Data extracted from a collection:
______

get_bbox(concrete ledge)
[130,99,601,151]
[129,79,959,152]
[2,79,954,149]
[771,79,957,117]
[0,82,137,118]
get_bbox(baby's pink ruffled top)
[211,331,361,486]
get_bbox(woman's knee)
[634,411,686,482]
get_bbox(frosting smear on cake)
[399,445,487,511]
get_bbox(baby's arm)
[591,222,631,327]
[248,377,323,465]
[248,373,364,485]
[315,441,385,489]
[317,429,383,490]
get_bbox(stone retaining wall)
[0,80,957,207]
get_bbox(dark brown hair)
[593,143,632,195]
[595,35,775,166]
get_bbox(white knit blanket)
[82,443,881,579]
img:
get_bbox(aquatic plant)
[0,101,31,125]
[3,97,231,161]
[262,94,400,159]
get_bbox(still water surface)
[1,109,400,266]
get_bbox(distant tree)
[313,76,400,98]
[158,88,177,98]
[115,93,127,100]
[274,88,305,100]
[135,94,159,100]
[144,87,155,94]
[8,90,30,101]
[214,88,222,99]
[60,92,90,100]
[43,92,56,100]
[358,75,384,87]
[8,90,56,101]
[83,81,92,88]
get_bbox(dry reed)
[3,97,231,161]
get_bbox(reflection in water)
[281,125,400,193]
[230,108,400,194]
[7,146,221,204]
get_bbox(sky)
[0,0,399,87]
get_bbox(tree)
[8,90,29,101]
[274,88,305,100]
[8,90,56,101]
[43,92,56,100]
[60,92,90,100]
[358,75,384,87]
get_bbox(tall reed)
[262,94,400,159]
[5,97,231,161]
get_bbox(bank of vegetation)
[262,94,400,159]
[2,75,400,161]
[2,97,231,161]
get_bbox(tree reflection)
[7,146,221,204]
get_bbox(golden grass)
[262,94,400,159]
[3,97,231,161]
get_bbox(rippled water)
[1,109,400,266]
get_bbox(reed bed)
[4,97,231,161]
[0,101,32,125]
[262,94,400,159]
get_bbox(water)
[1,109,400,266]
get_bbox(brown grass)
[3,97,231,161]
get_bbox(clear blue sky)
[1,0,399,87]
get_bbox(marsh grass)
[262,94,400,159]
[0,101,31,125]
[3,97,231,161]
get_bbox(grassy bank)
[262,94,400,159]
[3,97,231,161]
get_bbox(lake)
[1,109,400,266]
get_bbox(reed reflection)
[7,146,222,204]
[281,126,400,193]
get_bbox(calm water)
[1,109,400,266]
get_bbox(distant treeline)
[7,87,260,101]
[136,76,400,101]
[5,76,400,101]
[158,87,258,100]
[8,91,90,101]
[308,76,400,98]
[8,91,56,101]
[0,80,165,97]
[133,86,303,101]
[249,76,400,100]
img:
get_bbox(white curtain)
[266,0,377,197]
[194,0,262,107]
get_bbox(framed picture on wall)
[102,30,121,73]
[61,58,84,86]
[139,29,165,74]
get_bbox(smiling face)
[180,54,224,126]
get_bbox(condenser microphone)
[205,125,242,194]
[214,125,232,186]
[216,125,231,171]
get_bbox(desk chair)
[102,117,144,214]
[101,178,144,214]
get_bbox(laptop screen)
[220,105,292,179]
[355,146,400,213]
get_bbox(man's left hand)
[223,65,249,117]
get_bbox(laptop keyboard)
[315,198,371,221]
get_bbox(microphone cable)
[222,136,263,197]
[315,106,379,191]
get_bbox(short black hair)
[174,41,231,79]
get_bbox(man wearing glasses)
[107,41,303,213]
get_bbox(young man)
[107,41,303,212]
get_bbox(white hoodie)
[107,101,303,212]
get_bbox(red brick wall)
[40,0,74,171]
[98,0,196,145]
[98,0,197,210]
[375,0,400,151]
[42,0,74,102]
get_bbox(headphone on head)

______

The records above need to be duplicated. Keep every word unchanged.

◆ EXPECTED ANSWER
get_bbox(concrete ledge)
[130,99,601,151]
[129,79,959,152]
[2,79,954,149]
[771,79,957,117]
[0,82,137,118]
get_bbox(baby's pink ruffled top)
[211,331,361,486]
get_bbox(woman's knee)
[634,411,686,482]
get_bbox(frosting smear on cake)
[399,445,487,511]
get_bbox(baby's arm)
[591,222,631,327]
[248,377,323,465]
[248,373,364,485]
[315,441,385,489]
[317,429,383,490]
get_bbox(stone retaining wall)
[0,80,957,207]
get_bbox(dark brown hair)
[593,143,632,195]
[595,35,775,166]
get_bbox(white knit blanket)
[82,443,881,579]
img:
get_bbox(aquatic plant)
[0,101,31,125]
[3,97,231,161]
[262,94,400,159]
get_bbox(still water surface)
[1,109,400,266]
get_bbox(distant tree)
[313,76,400,98]
[158,88,177,98]
[115,93,127,100]
[274,88,305,100]
[135,94,159,100]
[144,87,155,94]
[8,90,30,101]
[214,88,222,99]
[60,92,90,100]
[43,92,56,100]
[358,75,384,87]
[8,90,56,101]
[83,81,92,88]
get_bbox(dry reed)
[3,97,231,161]
get_bbox(reflection in water)
[281,125,400,193]
[230,108,400,194]
[7,146,221,204]
get_bbox(sky)
[0,0,399,87]
get_bbox(tree)
[8,90,29,101]
[274,88,305,100]
[8,90,56,101]
[43,92,56,100]
[60,92,90,100]
[358,75,384,87]
get_bbox(tall reed)
[262,94,400,159]
[5,97,231,161]
get_bbox(bank of vegetation)
[262,94,400,159]
[2,75,400,161]
[2,97,231,161]
get_bbox(tree reflection)
[7,146,221,204]
get_bbox(golden grass)
[262,94,400,159]
[3,97,231,161]
get_bbox(rippled water)
[1,109,400,266]
get_bbox(reed bed)
[4,97,231,161]
[0,101,32,125]
[262,94,400,159]
get_bbox(water)
[1,109,400,266]
get_bbox(brown grass)
[3,97,231,161]
get_bbox(clear blue sky)
[1,0,399,87]
get_bbox(marsh grass)
[262,94,400,159]
[0,101,31,125]
[3,97,231,161]
get_bbox(grassy bank)
[262,94,400,159]
[3,97,231,161]
get_bbox(lake)
[1,109,400,266]
get_bbox(reed reflection)
[7,146,222,204]
[281,126,400,193]
get_bbox(calm water)
[1,109,400,266]
get_bbox(distant treeline)
[7,87,260,101]
[136,76,400,101]
[5,76,400,101]
[158,87,258,100]
[8,91,90,101]
[308,76,400,98]
[8,91,56,101]
[0,80,165,97]
[133,86,303,101]
[249,76,400,100]
img:
get_bbox(white curtain)
[266,0,377,197]
[194,0,262,107]
get_bbox(framed picture on wall)
[102,30,121,73]
[61,58,84,86]
[139,29,165,74]
get_bbox(smiling face)
[180,54,224,126]
get_bbox(condenser microphone)
[205,125,242,194]
[214,125,232,186]
[216,125,231,171]
get_bbox(desk chair)
[102,117,144,214]
[101,178,144,214]
get_bbox(laptop screen)
[220,105,292,179]
[355,146,400,213]
get_bbox(man's left hand)
[223,65,249,117]
get_bbox(laptop keyboard)
[315,198,371,221]
get_bbox(microphone cable)
[222,136,263,197]
[315,106,379,191]
get_bbox(short black hair)
[174,41,231,79]
get_bbox(man wearing glasses)
[107,41,303,213]
get_bbox(young man)
[107,41,303,212]
get_bbox(white hoodie)
[107,101,303,212]
get_bbox(red brick wall)
[40,0,74,171]
[98,0,196,145]
[98,0,197,210]
[375,0,400,151]
[42,0,74,102]
get_bbox(headphone on head)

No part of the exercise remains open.